(EXERCISE OBJECTIVE): Please pick out and copy each line of the data below that contains the word "white".

----- DATA EXTRACT -----

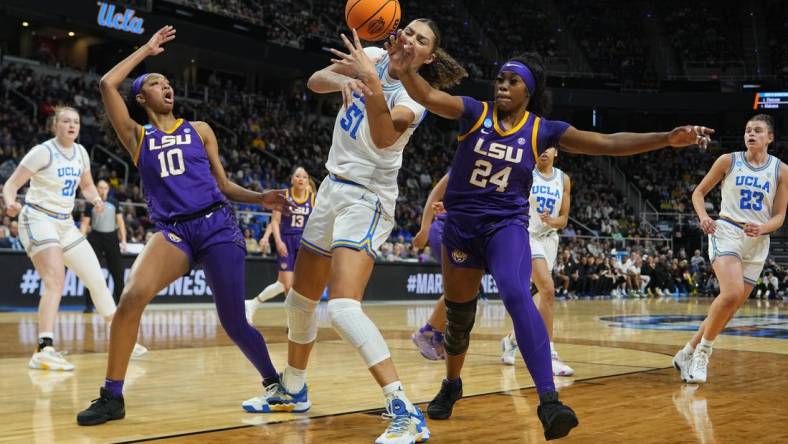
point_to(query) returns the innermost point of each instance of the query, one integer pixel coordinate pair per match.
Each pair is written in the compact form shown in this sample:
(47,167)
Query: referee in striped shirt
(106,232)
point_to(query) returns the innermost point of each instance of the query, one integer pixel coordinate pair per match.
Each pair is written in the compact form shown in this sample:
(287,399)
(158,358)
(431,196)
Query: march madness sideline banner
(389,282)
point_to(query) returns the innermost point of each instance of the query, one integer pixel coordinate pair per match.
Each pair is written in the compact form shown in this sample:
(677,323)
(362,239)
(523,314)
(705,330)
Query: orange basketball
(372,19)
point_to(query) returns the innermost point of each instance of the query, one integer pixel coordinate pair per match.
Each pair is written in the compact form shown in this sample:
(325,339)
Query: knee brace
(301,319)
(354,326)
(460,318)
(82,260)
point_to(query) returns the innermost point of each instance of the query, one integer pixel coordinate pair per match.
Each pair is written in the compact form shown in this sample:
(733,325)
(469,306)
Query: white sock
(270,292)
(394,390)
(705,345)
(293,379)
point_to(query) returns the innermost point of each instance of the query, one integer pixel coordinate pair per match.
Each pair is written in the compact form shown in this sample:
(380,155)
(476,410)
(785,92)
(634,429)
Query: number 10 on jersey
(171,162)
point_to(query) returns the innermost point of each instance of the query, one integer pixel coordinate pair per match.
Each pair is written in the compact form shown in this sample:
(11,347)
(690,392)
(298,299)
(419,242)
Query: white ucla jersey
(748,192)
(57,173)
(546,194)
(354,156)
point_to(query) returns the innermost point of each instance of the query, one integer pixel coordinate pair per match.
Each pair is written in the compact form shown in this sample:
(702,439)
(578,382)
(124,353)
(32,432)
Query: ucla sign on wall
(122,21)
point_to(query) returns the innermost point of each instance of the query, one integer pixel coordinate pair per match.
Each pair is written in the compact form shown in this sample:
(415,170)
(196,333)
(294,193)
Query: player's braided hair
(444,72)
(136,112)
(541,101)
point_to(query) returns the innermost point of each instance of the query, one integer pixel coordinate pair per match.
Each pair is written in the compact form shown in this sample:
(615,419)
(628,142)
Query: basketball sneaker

-----

(WRITTEN ANSWER):
Query: white sock
Query: white ucla jersey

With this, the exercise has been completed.